§ **What to do**
Below is a listing; transcribe it exactly but without any images.

##############################

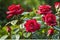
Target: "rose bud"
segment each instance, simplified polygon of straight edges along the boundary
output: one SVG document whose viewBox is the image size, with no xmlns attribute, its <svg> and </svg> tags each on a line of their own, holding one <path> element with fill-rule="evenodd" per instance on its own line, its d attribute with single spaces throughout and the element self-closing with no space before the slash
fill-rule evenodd
<svg viewBox="0 0 60 40">
<path fill-rule="evenodd" d="M 60 7 L 60 2 L 55 2 L 55 8 L 59 8 Z"/>
<path fill-rule="evenodd" d="M 53 28 L 50 28 L 50 29 L 48 30 L 48 35 L 47 35 L 47 36 L 53 35 L 53 33 L 54 33 L 54 29 L 53 29 Z"/>
<path fill-rule="evenodd" d="M 10 26 L 7 26 L 7 32 L 11 32 L 11 28 L 10 28 Z"/>
</svg>

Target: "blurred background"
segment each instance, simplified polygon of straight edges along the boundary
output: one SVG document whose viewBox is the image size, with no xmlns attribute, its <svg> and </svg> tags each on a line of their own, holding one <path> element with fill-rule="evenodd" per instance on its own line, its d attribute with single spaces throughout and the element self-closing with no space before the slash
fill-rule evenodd
<svg viewBox="0 0 60 40">
<path fill-rule="evenodd" d="M 53 13 L 55 13 L 54 3 L 60 0 L 0 0 L 0 26 L 4 26 L 8 21 L 6 19 L 6 11 L 11 4 L 21 4 L 25 11 L 37 9 L 39 5 L 49 4 L 53 6 Z"/>
</svg>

##############################

§ **Solution below**
Target: "rose bud"
segment each instance, simplified polygon of straight edges along the boundary
output: one SVG document whose viewBox is the image size, with no xmlns attribute, its <svg> and </svg> tags each on a line of their own, holding one <path> element with fill-rule="evenodd" per instance on its own line, its d attribute with single spaces throughout and the element self-closing with no space before the slash
fill-rule evenodd
<svg viewBox="0 0 60 40">
<path fill-rule="evenodd" d="M 60 7 L 60 2 L 55 2 L 55 8 L 59 8 Z"/>
<path fill-rule="evenodd" d="M 53 28 L 50 28 L 50 29 L 48 30 L 48 35 L 47 35 L 47 36 L 53 35 L 53 33 L 54 33 L 54 29 L 53 29 Z"/>
<path fill-rule="evenodd" d="M 10 26 L 7 26 L 7 32 L 11 32 L 11 28 L 10 28 Z"/>
</svg>

Target: "blurred background"
segment each instance, simplified polygon of straight edges along the boundary
output: one SVG document whose viewBox is the image size, with no xmlns attribute, its <svg> and </svg> tags each on a line of their own, holding one <path> element with fill-rule="evenodd" per instance on its own line, its d attribute with single spaces throughout and the element self-closing with no space before the slash
fill-rule evenodd
<svg viewBox="0 0 60 40">
<path fill-rule="evenodd" d="M 53 13 L 55 13 L 54 3 L 60 0 L 0 0 L 0 26 L 4 26 L 8 21 L 6 19 L 6 11 L 11 4 L 21 4 L 25 11 L 37 9 L 39 5 L 49 4 L 53 6 Z"/>
</svg>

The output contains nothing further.